■ EXERCISE REQUIREMENTS: Arrange the material from its start through the line containing "282), (916, 366)]" as a two-column CSV with the header input,output. Each row puts the text before a coordinate list under input and that list under output, with both fields quoted, line breaks turned into spaces, and the picture left out.

■ MATERIAL FOR THIS EXERCISE:

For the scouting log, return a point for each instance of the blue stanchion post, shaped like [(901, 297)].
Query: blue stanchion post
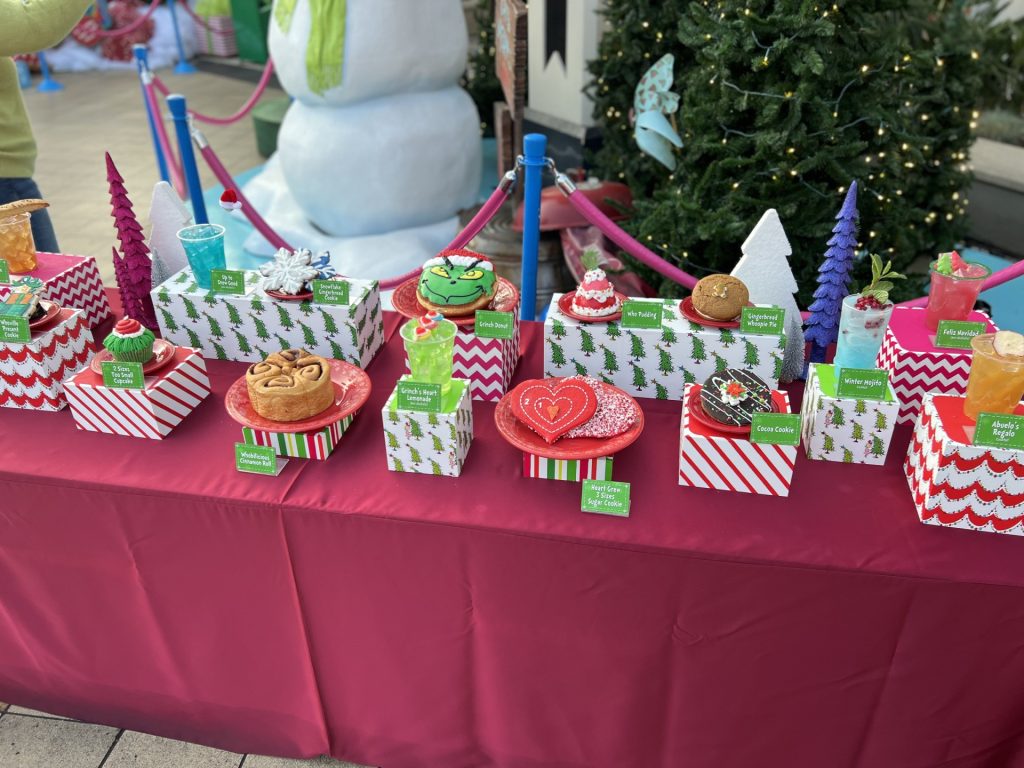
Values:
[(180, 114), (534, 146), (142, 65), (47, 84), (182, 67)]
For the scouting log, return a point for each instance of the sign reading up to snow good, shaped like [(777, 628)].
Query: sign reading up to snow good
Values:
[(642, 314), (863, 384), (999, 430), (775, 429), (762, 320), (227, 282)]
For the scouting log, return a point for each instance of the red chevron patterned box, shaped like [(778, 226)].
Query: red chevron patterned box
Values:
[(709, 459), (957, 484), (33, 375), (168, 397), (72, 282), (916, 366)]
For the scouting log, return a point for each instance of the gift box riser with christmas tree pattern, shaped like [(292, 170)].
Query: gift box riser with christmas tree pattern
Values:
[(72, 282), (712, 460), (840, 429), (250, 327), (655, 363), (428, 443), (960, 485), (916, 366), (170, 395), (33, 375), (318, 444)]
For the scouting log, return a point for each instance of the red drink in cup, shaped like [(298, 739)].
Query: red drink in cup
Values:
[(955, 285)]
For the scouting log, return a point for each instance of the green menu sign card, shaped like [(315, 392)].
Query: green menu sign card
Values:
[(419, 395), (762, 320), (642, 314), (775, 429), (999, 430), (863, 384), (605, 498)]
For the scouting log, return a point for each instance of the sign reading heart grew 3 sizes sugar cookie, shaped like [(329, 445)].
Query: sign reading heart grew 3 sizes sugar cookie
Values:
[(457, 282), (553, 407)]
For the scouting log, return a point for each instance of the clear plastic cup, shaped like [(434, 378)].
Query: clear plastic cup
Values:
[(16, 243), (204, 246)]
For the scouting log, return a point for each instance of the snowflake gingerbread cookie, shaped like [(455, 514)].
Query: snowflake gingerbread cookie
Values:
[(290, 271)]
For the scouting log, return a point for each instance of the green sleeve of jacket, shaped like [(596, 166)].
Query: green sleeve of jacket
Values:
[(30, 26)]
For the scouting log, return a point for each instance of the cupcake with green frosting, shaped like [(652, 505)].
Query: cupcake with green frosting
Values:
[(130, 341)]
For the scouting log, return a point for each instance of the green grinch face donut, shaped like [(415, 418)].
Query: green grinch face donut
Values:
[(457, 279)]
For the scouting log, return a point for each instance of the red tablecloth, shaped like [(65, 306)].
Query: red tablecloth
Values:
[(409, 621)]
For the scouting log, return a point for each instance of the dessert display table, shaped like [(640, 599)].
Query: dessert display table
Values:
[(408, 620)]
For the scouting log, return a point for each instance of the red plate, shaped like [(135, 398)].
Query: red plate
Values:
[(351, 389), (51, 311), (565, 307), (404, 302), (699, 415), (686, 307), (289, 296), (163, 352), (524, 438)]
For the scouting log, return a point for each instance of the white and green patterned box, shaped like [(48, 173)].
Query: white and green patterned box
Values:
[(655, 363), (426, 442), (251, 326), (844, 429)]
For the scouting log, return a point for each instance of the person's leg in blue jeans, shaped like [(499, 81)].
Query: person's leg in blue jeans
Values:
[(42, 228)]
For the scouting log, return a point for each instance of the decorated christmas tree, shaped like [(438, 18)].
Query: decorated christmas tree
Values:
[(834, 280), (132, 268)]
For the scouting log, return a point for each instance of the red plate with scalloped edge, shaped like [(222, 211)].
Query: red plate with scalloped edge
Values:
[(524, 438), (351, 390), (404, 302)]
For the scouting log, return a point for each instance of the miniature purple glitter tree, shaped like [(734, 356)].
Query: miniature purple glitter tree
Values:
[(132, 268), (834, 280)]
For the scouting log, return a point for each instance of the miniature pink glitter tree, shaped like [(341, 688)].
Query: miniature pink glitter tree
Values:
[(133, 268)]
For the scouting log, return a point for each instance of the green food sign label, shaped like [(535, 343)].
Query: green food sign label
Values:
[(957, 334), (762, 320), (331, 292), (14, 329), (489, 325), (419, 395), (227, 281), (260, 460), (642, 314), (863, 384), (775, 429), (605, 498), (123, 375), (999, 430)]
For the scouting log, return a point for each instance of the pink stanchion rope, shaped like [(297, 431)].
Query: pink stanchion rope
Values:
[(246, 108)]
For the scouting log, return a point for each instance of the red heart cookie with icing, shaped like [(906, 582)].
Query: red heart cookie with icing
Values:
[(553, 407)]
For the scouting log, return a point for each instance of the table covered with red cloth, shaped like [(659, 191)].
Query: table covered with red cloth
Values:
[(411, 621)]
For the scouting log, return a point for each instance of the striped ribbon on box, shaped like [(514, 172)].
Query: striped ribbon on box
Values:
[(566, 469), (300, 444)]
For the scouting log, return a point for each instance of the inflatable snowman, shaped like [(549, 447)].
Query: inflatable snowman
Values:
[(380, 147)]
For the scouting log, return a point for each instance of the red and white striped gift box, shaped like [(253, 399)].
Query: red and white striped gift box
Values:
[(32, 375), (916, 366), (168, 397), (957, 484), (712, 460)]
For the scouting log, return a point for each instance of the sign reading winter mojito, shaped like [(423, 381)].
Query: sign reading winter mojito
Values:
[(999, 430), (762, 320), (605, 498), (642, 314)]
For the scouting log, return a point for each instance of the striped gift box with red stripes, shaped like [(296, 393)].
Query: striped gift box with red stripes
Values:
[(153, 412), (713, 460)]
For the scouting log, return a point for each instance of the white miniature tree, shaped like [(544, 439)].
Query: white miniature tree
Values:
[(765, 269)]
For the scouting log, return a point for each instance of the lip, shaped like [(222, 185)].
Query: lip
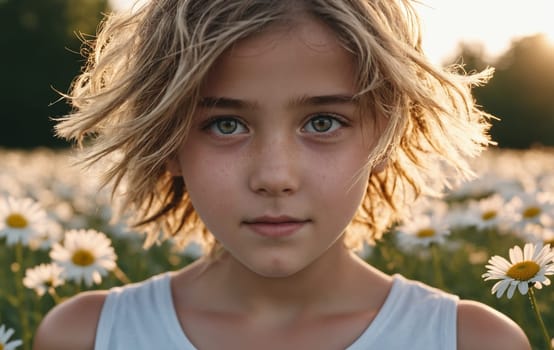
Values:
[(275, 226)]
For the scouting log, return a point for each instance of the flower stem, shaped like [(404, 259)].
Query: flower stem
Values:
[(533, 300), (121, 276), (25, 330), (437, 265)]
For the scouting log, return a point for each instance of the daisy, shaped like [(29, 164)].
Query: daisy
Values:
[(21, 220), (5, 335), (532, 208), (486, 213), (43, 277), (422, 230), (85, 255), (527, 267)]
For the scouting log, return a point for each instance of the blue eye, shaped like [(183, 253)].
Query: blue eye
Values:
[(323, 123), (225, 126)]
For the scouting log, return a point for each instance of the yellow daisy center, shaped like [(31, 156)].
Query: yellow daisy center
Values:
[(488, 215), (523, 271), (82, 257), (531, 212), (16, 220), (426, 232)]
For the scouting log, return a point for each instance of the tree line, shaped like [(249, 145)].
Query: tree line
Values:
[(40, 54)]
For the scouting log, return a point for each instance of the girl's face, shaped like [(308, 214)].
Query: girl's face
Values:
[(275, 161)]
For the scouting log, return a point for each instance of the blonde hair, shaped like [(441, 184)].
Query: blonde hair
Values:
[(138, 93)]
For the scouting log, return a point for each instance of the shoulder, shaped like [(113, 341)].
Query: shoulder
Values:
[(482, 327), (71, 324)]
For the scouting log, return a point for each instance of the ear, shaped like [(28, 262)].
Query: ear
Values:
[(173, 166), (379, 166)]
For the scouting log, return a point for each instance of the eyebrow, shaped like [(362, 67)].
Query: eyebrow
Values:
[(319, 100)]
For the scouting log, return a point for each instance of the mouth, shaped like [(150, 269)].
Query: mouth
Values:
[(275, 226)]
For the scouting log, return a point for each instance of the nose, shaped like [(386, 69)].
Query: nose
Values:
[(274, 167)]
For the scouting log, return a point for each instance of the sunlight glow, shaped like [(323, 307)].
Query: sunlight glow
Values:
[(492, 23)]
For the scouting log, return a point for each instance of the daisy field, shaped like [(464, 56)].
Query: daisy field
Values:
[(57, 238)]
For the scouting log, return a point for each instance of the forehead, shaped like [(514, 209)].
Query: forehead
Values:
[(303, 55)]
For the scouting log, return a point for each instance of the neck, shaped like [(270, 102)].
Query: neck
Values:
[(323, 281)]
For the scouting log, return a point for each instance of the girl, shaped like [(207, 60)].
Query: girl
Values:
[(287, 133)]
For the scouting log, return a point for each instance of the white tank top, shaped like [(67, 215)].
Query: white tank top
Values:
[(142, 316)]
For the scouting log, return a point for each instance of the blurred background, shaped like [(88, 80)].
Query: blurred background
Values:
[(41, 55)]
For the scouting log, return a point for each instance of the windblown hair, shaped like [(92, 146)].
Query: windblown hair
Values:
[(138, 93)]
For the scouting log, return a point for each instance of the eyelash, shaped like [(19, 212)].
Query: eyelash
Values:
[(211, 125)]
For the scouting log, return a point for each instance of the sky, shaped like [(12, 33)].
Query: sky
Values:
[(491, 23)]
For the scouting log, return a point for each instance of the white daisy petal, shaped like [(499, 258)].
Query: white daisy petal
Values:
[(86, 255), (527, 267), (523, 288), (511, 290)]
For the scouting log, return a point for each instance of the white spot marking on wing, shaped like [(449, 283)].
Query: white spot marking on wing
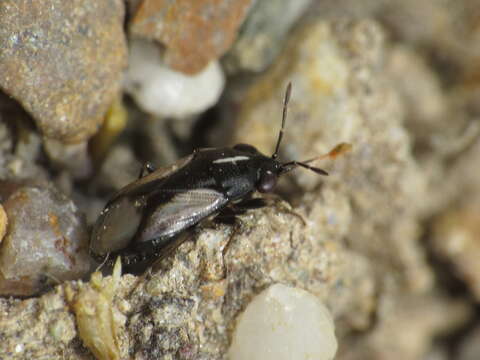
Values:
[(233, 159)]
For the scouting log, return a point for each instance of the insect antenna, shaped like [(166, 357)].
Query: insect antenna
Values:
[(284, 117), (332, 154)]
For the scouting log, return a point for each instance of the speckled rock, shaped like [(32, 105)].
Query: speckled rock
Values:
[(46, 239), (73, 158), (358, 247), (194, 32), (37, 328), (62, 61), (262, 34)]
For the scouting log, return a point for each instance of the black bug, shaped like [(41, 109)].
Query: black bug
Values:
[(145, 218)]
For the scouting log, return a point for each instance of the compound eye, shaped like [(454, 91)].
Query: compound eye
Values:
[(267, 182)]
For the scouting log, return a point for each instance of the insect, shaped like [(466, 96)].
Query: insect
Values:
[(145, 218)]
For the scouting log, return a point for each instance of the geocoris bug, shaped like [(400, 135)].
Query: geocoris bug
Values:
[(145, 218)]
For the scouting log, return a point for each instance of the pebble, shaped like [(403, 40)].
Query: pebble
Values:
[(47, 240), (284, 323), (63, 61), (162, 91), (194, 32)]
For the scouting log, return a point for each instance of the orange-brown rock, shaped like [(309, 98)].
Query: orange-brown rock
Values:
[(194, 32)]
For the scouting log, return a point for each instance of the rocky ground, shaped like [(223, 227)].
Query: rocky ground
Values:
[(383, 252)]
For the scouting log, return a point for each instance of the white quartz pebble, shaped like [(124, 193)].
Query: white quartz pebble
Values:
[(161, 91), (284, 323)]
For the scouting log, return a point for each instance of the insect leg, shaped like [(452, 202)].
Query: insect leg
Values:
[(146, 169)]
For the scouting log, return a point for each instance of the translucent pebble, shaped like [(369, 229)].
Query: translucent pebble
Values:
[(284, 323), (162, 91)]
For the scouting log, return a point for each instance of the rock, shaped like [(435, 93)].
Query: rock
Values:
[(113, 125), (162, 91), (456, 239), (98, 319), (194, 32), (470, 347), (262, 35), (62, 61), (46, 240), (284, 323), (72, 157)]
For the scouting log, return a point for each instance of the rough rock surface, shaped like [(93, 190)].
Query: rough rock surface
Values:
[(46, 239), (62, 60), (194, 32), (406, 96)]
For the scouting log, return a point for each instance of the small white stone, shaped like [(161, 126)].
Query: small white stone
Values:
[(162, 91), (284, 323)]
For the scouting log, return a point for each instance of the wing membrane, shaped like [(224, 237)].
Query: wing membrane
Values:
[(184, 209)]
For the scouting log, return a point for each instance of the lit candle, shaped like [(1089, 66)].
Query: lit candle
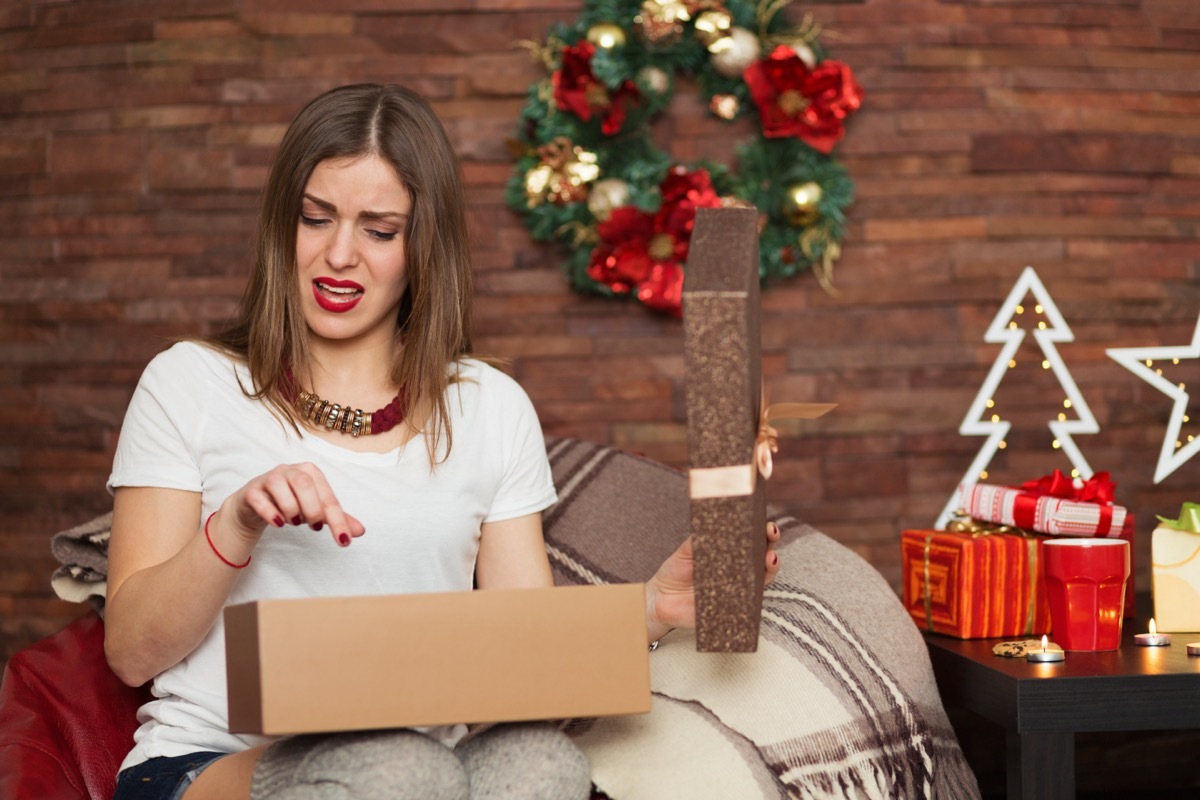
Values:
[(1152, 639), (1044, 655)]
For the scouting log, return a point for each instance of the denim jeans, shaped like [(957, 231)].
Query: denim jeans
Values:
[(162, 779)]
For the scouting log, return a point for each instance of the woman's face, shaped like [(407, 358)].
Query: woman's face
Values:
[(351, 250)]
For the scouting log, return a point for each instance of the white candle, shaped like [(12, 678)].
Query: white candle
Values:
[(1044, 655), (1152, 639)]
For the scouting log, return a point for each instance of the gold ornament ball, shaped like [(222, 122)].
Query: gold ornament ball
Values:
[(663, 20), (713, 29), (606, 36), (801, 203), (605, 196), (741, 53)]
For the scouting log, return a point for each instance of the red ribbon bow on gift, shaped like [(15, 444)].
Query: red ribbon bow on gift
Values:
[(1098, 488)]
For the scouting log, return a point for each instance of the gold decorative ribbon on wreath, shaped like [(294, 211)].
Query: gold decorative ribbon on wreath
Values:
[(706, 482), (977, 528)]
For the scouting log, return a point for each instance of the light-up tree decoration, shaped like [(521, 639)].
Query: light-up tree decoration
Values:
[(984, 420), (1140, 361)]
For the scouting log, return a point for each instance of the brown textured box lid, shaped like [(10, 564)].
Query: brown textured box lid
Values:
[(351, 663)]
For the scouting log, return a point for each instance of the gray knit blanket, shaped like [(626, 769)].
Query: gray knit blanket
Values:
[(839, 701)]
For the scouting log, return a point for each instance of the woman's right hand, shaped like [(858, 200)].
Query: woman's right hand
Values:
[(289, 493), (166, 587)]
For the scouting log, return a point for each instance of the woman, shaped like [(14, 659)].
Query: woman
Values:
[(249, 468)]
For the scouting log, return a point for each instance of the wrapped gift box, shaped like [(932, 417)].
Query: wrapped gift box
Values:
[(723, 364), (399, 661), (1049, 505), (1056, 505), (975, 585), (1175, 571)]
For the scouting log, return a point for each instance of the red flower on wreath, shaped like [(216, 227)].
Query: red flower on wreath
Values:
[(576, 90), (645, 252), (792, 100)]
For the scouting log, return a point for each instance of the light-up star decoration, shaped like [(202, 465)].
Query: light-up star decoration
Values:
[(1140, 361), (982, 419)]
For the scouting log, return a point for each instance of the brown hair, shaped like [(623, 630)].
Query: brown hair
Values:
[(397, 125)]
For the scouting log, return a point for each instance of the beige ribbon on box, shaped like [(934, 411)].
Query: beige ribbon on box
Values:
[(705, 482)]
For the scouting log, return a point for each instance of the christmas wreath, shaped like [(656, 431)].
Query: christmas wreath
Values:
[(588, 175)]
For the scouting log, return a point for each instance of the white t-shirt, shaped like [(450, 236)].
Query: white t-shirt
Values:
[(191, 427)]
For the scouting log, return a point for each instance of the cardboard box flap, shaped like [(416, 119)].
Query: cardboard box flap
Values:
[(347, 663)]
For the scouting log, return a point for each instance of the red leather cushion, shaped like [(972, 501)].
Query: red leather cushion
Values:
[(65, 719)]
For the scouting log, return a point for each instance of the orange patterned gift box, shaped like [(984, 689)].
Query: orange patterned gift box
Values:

■ WRITTEN REPLY:
input,output
"For the scouting log, return a point for each instance of the blue stanchion post, shaped like [(901, 297)]. Query: blue stanchion post Values:","[(180, 114), (534, 146), (142, 65), (47, 84), (182, 67)]"
"For the scouting log, return a point for each instance of the sign reading up to snow good, shaped like [(777, 628)]. Query: sign reading up to snow good Values:","[(642, 314), (863, 384), (999, 430), (775, 429), (762, 320), (227, 282)]"
"For the scouting log, return a point for each instance of the red chevron patterned box, shaped like [(778, 226)]. Query: red chevron patterned box Values:","[(709, 459), (957, 484), (33, 375), (168, 397), (72, 282), (916, 366)]"